**Problem statement**
Reproduce verbatim the stretch of the essay on research funding from "It was recently" through "a given disease.".

**Text provided**

◆ ◆ ◆ ◆ ◆

Money: Well Spent and Wasted

Money: Well Spent and Wasted

My career in medicine and infectious diseases started at the same time as the AIDS epidemic.  Remember, association is not always causation.

The first report of what would be AIDS was June 5, 1981 when I was a second year medical student. The next 20 years would be spent taking care of young men with a mysterious disease that consumed them with all sorts of odd infections.

In the following decades I have watched AIDS go from an unknown rapidly fatal disease to a process that is understood in remarkable detail. AIDS was a common cause of hospital admission when I started practice in 1990; now it is rare to see an HIV patient admitted with an infection.

It was recently reported that HIV funding may be changing. 10% of the NIH budget, 3 billion this year, goes to AIDS research and this set-aside may be abandoned. It is an interesting question how money should be allocated for a given disease.

But in terms of disease understanding and treatment, I think we got our money's worth. It has been a remarkably productive 30 years of basic and clinical research.

Compared to HIV research, the money spent by the NCCAM, now the NCCIH,  on pseudo-science is much less, a total of a little over $2 billion for its entire lifetime, about 122 million a year.

And their results? What follows is a list of all the advances in understanding diseases and their treatment as a result of money spent by the NCCIH:











You get the picture.

Quite the contrast on money spent and the subsequent results.

◆ ◆ ◆ ◆ ◆

**Given data**
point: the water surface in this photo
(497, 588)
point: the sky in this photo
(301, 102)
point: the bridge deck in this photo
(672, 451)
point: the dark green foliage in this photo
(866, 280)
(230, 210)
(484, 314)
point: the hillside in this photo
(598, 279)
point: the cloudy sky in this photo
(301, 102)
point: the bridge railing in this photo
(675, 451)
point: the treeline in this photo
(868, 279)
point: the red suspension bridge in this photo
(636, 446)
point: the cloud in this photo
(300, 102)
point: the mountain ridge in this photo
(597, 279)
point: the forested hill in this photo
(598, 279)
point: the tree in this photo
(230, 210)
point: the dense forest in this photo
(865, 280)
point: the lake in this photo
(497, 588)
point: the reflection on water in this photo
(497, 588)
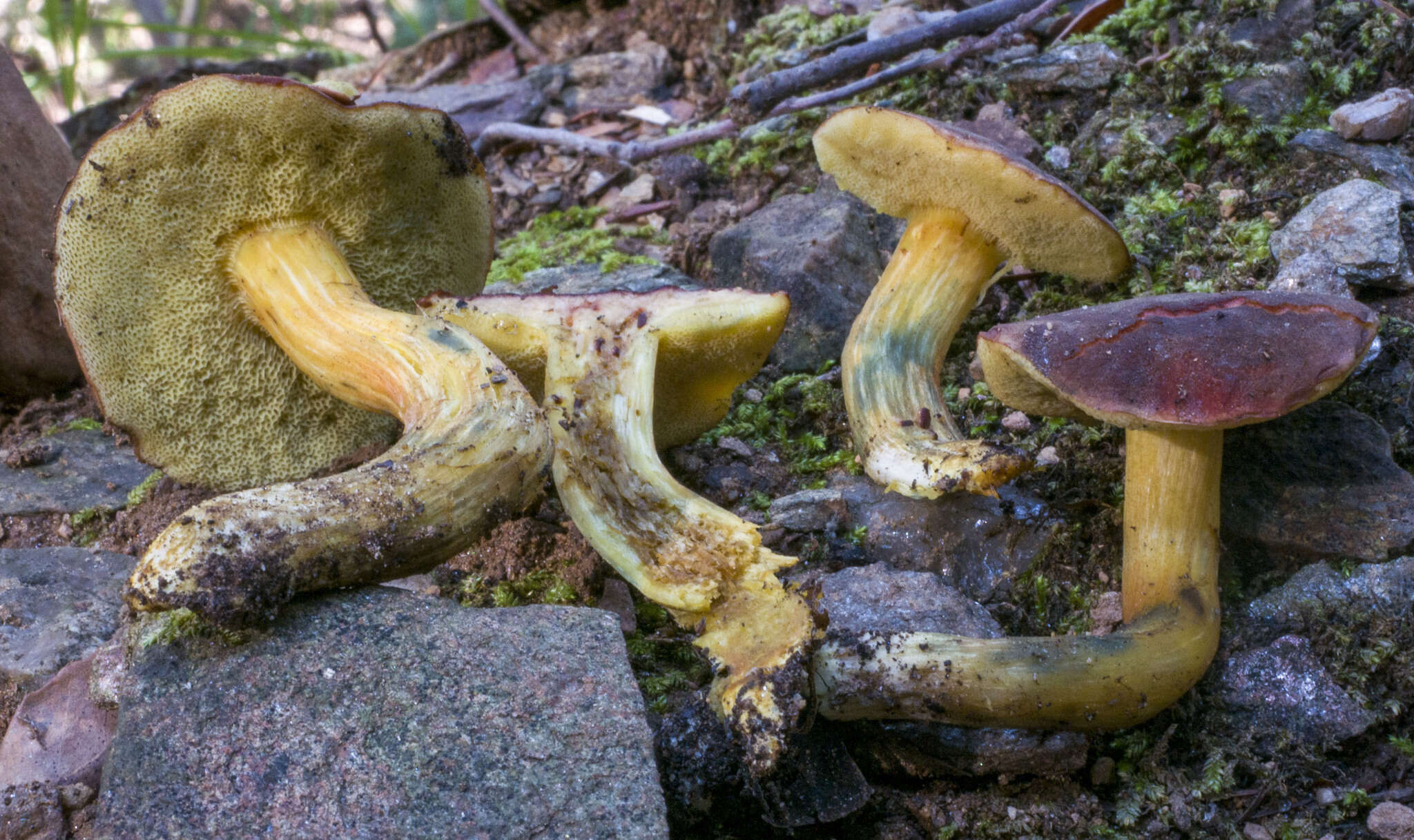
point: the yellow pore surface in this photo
(144, 240)
(901, 164)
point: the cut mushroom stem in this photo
(706, 565)
(474, 449)
(894, 354)
(1068, 682)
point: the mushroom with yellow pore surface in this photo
(224, 253)
(970, 206)
(617, 367)
(1174, 371)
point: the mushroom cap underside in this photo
(902, 163)
(143, 242)
(710, 341)
(1180, 361)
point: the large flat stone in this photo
(385, 714)
(78, 470)
(55, 605)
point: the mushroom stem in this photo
(894, 355)
(676, 547)
(474, 449)
(1068, 682)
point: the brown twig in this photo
(503, 19)
(761, 95)
(436, 71)
(632, 152)
(927, 60)
(638, 210)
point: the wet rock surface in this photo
(70, 471)
(1318, 482)
(922, 750)
(1072, 67)
(1349, 234)
(1392, 167)
(1383, 117)
(379, 713)
(825, 249)
(1318, 590)
(1270, 91)
(55, 605)
(880, 598)
(1283, 693)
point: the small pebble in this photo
(1392, 821)
(1016, 422)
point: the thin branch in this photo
(758, 98)
(632, 152)
(503, 19)
(924, 61)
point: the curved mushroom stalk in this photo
(1109, 682)
(970, 206)
(601, 360)
(893, 358)
(474, 449)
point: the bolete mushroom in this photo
(607, 362)
(144, 277)
(970, 206)
(1174, 371)
(211, 261)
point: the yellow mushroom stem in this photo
(474, 449)
(894, 355)
(1117, 681)
(706, 565)
(676, 547)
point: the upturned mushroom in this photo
(970, 207)
(222, 256)
(610, 364)
(1174, 371)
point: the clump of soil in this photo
(525, 560)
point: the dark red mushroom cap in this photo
(1180, 361)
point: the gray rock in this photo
(1270, 91)
(1107, 135)
(588, 279)
(1383, 117)
(57, 605)
(477, 106)
(823, 251)
(1352, 233)
(1272, 35)
(384, 714)
(1318, 482)
(1317, 592)
(82, 470)
(1072, 67)
(974, 543)
(1392, 821)
(614, 79)
(1382, 163)
(880, 598)
(927, 750)
(32, 812)
(1284, 690)
(812, 509)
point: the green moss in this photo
(563, 238)
(791, 418)
(139, 494)
(173, 625)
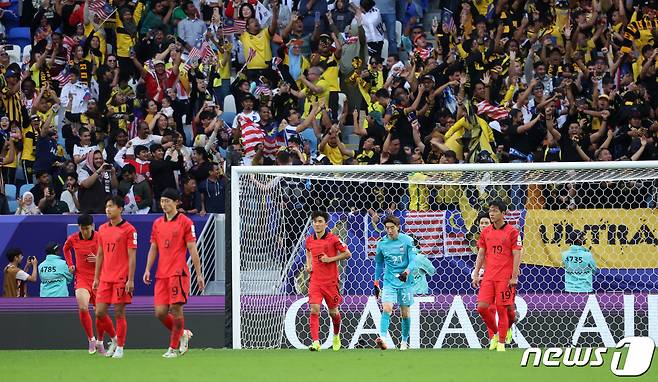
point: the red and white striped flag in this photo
(64, 77)
(493, 112)
(232, 26)
(69, 43)
(102, 9)
(198, 54)
(132, 129)
(438, 233)
(251, 54)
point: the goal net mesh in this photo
(613, 211)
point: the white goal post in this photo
(611, 206)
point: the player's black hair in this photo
(85, 220)
(171, 193)
(498, 203)
(481, 215)
(415, 239)
(116, 200)
(13, 253)
(392, 219)
(139, 149)
(320, 214)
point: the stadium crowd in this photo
(133, 97)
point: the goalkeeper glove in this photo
(377, 289)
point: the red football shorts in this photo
(172, 290)
(113, 293)
(86, 283)
(496, 292)
(329, 293)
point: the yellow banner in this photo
(617, 238)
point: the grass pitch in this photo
(295, 365)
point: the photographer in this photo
(54, 274)
(51, 205)
(97, 180)
(14, 284)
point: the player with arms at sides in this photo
(171, 237)
(84, 244)
(114, 279)
(395, 259)
(499, 246)
(483, 222)
(323, 252)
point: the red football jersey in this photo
(83, 249)
(330, 245)
(171, 237)
(115, 241)
(498, 245)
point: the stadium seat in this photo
(27, 51)
(19, 36)
(10, 192)
(229, 104)
(14, 52)
(13, 206)
(25, 188)
(398, 32)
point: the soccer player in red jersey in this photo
(172, 236)
(499, 247)
(85, 245)
(323, 251)
(114, 279)
(483, 222)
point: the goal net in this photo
(608, 208)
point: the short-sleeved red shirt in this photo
(83, 249)
(171, 238)
(115, 242)
(498, 245)
(330, 245)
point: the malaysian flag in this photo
(251, 54)
(493, 112)
(448, 20)
(133, 128)
(440, 233)
(198, 53)
(69, 43)
(64, 77)
(102, 9)
(232, 26)
(262, 90)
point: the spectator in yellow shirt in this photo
(257, 41)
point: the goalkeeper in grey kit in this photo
(394, 260)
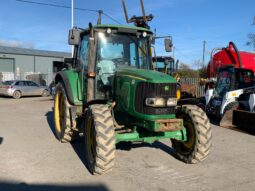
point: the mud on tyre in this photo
(99, 139)
(199, 135)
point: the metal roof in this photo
(33, 52)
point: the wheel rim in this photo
(59, 111)
(186, 147)
(16, 94)
(191, 137)
(91, 140)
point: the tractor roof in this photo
(122, 27)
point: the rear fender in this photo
(71, 82)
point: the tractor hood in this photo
(145, 75)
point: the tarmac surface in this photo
(33, 159)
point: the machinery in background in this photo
(234, 87)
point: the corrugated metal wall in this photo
(200, 90)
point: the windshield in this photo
(118, 51)
(223, 83)
(123, 51)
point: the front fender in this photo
(72, 85)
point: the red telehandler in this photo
(231, 97)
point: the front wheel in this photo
(199, 135)
(99, 139)
(16, 95)
(62, 116)
(45, 93)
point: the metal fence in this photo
(199, 90)
(39, 78)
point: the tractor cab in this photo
(110, 93)
(231, 79)
(231, 84)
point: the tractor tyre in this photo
(16, 94)
(62, 116)
(199, 135)
(99, 139)
(45, 93)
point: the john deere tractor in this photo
(110, 93)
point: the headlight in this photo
(171, 102)
(155, 102)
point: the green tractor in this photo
(111, 94)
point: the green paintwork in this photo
(126, 82)
(144, 126)
(150, 137)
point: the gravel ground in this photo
(32, 158)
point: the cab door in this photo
(82, 65)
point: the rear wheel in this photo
(199, 135)
(99, 139)
(62, 116)
(16, 95)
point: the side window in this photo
(20, 83)
(31, 84)
(84, 51)
(132, 55)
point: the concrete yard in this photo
(33, 159)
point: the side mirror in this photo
(68, 60)
(153, 39)
(74, 36)
(168, 44)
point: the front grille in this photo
(149, 90)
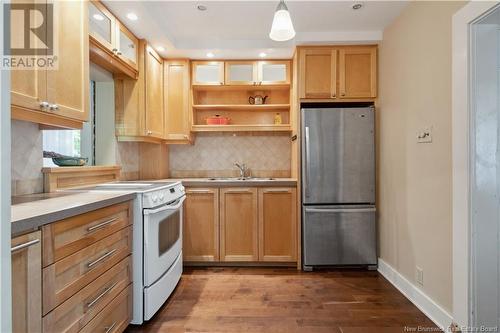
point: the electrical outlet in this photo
(425, 136)
(420, 275)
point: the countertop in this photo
(30, 212)
(234, 182)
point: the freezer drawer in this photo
(339, 236)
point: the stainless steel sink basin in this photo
(239, 179)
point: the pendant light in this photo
(282, 28)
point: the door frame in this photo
(461, 107)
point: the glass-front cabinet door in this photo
(274, 72)
(208, 72)
(101, 25)
(127, 45)
(241, 73)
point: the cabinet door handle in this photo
(277, 191)
(101, 258)
(108, 329)
(24, 245)
(101, 295)
(101, 225)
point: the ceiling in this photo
(240, 29)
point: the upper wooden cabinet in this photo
(139, 114)
(277, 224)
(318, 73)
(112, 45)
(27, 283)
(340, 72)
(257, 72)
(201, 225)
(240, 73)
(208, 72)
(46, 96)
(273, 72)
(238, 224)
(176, 96)
(358, 72)
(154, 94)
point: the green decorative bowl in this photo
(70, 161)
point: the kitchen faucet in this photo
(243, 169)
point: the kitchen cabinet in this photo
(340, 72)
(139, 103)
(47, 96)
(240, 73)
(238, 224)
(277, 224)
(201, 225)
(113, 46)
(208, 72)
(154, 93)
(273, 72)
(27, 283)
(176, 95)
(358, 72)
(318, 73)
(257, 72)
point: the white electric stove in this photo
(157, 242)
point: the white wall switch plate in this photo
(425, 135)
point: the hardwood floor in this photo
(285, 300)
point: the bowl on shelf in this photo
(217, 120)
(70, 161)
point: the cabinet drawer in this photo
(67, 276)
(115, 317)
(79, 309)
(70, 235)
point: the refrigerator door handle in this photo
(340, 210)
(306, 165)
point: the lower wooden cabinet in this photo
(277, 224)
(238, 224)
(201, 225)
(27, 283)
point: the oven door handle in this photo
(173, 206)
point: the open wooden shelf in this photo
(242, 107)
(242, 128)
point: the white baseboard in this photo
(425, 304)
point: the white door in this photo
(485, 170)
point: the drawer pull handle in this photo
(24, 245)
(108, 329)
(101, 295)
(101, 258)
(101, 225)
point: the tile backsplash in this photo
(214, 155)
(26, 158)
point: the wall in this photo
(414, 193)
(214, 155)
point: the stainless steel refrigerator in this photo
(338, 187)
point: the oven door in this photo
(162, 239)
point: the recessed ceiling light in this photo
(132, 16)
(98, 17)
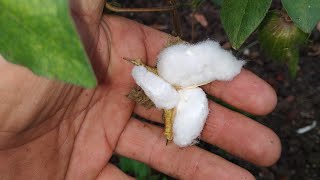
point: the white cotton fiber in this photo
(188, 65)
(191, 115)
(161, 93)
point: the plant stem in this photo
(156, 9)
(175, 18)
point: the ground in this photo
(298, 99)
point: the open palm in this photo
(50, 130)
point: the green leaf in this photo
(217, 2)
(304, 13)
(41, 35)
(281, 39)
(241, 18)
(136, 168)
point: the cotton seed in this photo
(162, 94)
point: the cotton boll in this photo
(188, 65)
(162, 94)
(191, 115)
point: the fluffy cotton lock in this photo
(191, 114)
(162, 94)
(187, 65)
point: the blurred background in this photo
(296, 117)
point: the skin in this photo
(51, 130)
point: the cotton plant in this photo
(174, 85)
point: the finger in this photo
(152, 114)
(246, 91)
(112, 172)
(145, 143)
(233, 132)
(241, 136)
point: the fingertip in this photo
(267, 101)
(268, 152)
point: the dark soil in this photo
(298, 99)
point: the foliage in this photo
(241, 18)
(284, 41)
(40, 35)
(304, 13)
(138, 170)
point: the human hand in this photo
(50, 130)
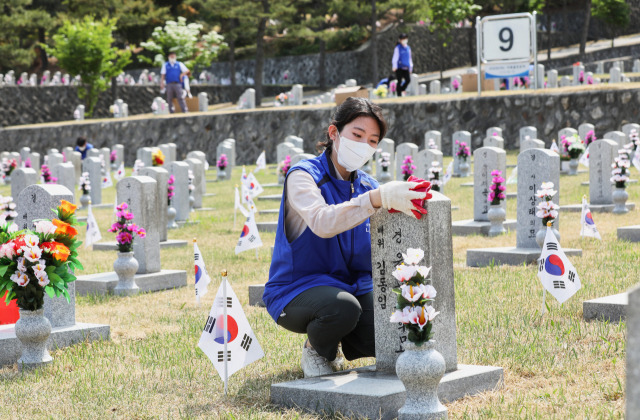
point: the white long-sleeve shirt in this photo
(305, 207)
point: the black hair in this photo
(348, 111)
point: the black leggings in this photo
(329, 315)
(404, 78)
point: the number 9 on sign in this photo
(506, 39)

◆ ◆ ◆ ◆ ◆

**Expected output**
It was recently reported that HIV funding may be changing. 10% of the NIH budget, 3 billion this year, goes to AIDS research and this set-aside may be abandoned. It is an interesting question how money should be allocated for a given disease.